DIRECTIVE: Reproduce word for word the part of the material below that begins with the line containing "Target: white throw pillow" and runs through the end of the material, including both of those ends.

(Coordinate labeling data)
========================
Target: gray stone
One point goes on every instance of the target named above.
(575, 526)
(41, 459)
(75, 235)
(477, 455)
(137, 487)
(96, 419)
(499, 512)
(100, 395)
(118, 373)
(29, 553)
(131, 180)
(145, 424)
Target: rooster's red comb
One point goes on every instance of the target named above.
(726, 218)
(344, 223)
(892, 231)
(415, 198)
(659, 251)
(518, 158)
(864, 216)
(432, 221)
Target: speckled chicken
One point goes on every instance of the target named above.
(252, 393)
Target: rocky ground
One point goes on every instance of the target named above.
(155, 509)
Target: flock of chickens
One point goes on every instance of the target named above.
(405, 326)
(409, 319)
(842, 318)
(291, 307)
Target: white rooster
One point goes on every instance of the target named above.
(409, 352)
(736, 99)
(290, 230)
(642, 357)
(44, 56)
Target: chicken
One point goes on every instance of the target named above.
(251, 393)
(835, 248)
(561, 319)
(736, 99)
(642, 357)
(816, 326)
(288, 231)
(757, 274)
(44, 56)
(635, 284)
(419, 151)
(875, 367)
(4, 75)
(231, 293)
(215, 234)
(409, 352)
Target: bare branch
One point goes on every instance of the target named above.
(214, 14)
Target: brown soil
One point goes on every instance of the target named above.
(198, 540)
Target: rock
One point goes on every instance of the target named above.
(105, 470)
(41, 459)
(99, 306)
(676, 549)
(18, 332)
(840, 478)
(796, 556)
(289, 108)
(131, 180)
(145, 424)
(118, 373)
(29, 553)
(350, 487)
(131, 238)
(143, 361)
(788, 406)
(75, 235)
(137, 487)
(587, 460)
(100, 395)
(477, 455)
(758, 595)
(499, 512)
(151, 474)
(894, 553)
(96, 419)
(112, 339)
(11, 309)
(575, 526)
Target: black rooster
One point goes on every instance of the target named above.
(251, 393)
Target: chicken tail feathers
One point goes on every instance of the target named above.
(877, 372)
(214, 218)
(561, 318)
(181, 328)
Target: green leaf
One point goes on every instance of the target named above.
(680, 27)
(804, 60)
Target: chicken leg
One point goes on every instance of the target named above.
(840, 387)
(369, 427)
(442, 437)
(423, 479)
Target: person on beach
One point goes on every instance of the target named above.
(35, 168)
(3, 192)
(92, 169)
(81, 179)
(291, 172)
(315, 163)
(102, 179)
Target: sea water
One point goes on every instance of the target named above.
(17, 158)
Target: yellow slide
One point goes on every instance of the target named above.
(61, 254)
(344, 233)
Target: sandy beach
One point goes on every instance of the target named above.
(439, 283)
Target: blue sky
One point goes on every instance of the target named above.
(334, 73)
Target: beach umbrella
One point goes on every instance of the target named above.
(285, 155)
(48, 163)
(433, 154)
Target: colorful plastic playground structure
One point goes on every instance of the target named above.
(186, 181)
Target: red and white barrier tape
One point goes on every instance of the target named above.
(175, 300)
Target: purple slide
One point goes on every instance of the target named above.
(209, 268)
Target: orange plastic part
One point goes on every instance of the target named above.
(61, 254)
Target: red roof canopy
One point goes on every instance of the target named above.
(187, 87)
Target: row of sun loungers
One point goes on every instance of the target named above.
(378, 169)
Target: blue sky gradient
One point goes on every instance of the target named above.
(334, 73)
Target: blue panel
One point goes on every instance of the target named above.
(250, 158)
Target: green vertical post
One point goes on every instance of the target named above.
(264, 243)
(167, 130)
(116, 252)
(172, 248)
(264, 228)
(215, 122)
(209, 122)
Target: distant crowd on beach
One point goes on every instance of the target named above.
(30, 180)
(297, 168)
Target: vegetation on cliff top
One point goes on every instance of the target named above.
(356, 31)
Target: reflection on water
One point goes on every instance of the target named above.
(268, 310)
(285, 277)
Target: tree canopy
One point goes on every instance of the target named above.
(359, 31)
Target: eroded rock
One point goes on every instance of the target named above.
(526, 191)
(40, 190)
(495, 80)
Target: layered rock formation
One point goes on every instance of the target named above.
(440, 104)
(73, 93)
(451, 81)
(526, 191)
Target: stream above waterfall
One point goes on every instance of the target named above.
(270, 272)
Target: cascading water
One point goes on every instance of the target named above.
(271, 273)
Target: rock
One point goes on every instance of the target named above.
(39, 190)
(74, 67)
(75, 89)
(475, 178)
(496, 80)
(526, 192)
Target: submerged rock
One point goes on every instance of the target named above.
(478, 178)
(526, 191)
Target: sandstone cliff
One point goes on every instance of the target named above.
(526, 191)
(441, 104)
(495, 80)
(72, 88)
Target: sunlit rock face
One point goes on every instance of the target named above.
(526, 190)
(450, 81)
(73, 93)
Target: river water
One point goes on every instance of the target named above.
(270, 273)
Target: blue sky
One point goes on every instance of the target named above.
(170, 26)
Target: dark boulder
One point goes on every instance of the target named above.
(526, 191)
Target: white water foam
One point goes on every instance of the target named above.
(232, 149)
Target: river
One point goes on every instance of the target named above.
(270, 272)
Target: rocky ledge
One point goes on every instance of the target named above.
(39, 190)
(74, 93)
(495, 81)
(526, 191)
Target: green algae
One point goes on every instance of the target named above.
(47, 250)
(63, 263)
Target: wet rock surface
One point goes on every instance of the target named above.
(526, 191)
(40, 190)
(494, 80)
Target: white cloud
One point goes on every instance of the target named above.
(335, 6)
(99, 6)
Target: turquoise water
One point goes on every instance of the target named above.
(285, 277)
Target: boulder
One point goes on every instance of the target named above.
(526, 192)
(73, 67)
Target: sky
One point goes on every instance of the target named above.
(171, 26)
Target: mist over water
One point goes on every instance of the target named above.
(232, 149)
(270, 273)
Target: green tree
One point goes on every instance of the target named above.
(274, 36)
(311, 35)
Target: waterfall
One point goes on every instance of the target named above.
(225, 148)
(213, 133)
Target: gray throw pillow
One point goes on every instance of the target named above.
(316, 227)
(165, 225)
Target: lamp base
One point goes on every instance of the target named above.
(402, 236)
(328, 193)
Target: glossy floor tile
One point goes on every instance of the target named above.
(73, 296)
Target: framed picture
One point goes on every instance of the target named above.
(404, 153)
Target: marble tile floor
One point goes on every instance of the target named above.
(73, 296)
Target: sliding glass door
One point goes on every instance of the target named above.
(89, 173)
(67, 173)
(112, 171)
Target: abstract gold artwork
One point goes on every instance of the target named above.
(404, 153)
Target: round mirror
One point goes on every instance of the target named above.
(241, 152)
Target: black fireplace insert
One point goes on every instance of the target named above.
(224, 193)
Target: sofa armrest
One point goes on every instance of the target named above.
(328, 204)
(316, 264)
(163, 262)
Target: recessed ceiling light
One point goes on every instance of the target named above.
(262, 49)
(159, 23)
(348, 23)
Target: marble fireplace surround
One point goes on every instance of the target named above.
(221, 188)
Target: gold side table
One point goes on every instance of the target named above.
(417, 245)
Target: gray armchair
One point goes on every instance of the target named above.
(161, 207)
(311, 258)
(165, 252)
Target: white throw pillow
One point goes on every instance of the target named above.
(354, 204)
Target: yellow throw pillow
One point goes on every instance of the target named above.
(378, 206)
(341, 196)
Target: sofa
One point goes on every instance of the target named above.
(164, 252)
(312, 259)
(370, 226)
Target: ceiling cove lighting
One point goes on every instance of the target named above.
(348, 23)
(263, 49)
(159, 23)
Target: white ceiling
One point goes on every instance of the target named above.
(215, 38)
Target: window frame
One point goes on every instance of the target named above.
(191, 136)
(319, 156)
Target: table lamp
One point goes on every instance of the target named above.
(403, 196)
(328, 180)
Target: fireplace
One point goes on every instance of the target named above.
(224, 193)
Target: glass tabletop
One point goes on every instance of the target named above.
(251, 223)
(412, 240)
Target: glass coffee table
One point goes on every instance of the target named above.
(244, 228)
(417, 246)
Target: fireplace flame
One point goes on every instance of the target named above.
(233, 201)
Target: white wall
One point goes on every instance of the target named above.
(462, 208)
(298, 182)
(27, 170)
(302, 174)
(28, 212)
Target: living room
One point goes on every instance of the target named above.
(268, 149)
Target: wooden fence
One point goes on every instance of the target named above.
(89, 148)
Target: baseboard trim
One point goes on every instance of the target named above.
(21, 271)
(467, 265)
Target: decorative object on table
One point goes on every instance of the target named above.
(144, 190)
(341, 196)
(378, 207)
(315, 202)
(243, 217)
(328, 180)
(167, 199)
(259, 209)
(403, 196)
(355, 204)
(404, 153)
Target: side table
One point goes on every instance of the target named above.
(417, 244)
========================
SOLUTION TO THIS EXERCISE:
Target: white throw pillow
One point goes on every instance of the target named above.
(354, 204)
Target: yellow throw pillow
One point goes on every instance of the target named above.
(378, 206)
(341, 196)
Target: sofa
One point goes on every instance of the target named above.
(164, 252)
(312, 259)
(370, 226)
Target: ceiling cove lighting
One point goes on every instance of the target named above.
(348, 23)
(263, 49)
(159, 23)
Target: white ceiling
One point goes on every instance of the target named above.
(215, 38)
Target: window frame
One point goes on every instance of the target named above.
(191, 136)
(319, 156)
Target: table lamp
One point goes on every instance of the target named above.
(403, 196)
(328, 180)
Target: fireplace
One point goes on every instance of the target named above.
(224, 193)
Target: glass tabletop
One point goes on every instance of the target named above.
(251, 223)
(412, 240)
Target: glass coffee table
One point goes on every instance of the target named above.
(244, 228)
(417, 246)
Target: fireplace flame
One point goes on every instance of the target named above.
(233, 201)
Target: white wall
One point goes on every instance of the target named above.
(462, 208)
(298, 182)
(27, 170)
(302, 174)
(28, 212)
Target: living room
One point goes on every instance of the target named above.
(268, 149)
Target: wooden fence
One point goes on every instance of the target named above.
(89, 148)
Target: baseboard trim
One point goes on every instance of the target named above.
(21, 271)
(467, 265)
Target: decorative object on table
One point goes on every instance of the target named above.
(144, 190)
(341, 196)
(378, 207)
(315, 202)
(243, 217)
(328, 180)
(167, 199)
(259, 209)
(403, 196)
(355, 204)
(404, 153)
Target: side table
One point goes on every instance of the target named above.
(417, 244)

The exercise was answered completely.